• Short task 1: Summarize the forum thread on solving simultaneous equations in two sentences.
• Short task 2: In the forum thread on solving simultaneous equations, what results from subtracting the first line from the second?

• Selection:
The answers x = 5, y = 4

Sorry I just looked at it and knew the answer

---

Solve it as a simultaneous equation

3X + Y = 19
5X + Y = 29
8X + Y = 44

I just ignored the third line and subtracted the first line from the second, giving 2X + 0Y = 10, giving X=5.

Put the 5 back into the first line and you've got 3X + Y = 19, giving 15 + Y = 19, giving Y = 19 - 15 = 4.

As above, there are lots of ways of solving it, including if you have a somewhat odd mind, just looking at it until you brain goes 'well thats easy...'

As said, there methods for solving simultaneous equations, and you actually only needs one equation per variable so as there are only tow variables you can start of if you want be ignoring one of the three.

The other, and incorrect way of doing it when its quite simple and you expecting whole number, is just to do it by trial and error. But I cannot recommend this as it misses the point and doesn't really do the work!


Daniel

what I would do as a first pass would be rearrange 2 of the equations and make say Y the subject of the formula

3X + Y = 19 would become Y=19-3X
5X + Y = 29 would become Y=29-5X

then make them equal to one another

19-3X=29-5X

and solve for x

29-19=5x-3x

10=2x

x=5

Then plug x=5 into any of the other 3 equations for y=4

Thanks all... Top of the class !!

Here's a simple way to visualise it:

3X + Y = 19
5X + Y = 29
8X + Y = 44

The difference between the first and second expression left hand side is just 2x (5x - 3x) and this makes a difference of (29-19) = 10 on the right hand side. So, if 2x is worth 10, then x must be worth 5 (10/2). Once you know x then you can easily work out y.

• Data segment:
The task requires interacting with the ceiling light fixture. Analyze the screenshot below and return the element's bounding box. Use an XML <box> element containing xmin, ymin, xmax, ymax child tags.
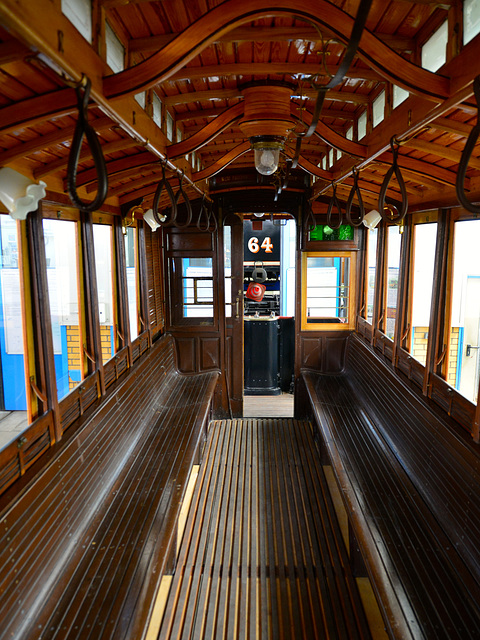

• Complete output 1: Replies show how to solve 3X + Y = 19, 5X + Y = 29 and 8X + Y = 44, arriving at x = 5 and y = 4. Suggested methods include subtracting the first equation from the second and rearranging two equations so Y can be set equal, while trial and error is called the incorrect way because it misses the point.

• Complete output 2: 2X + 0Y = 10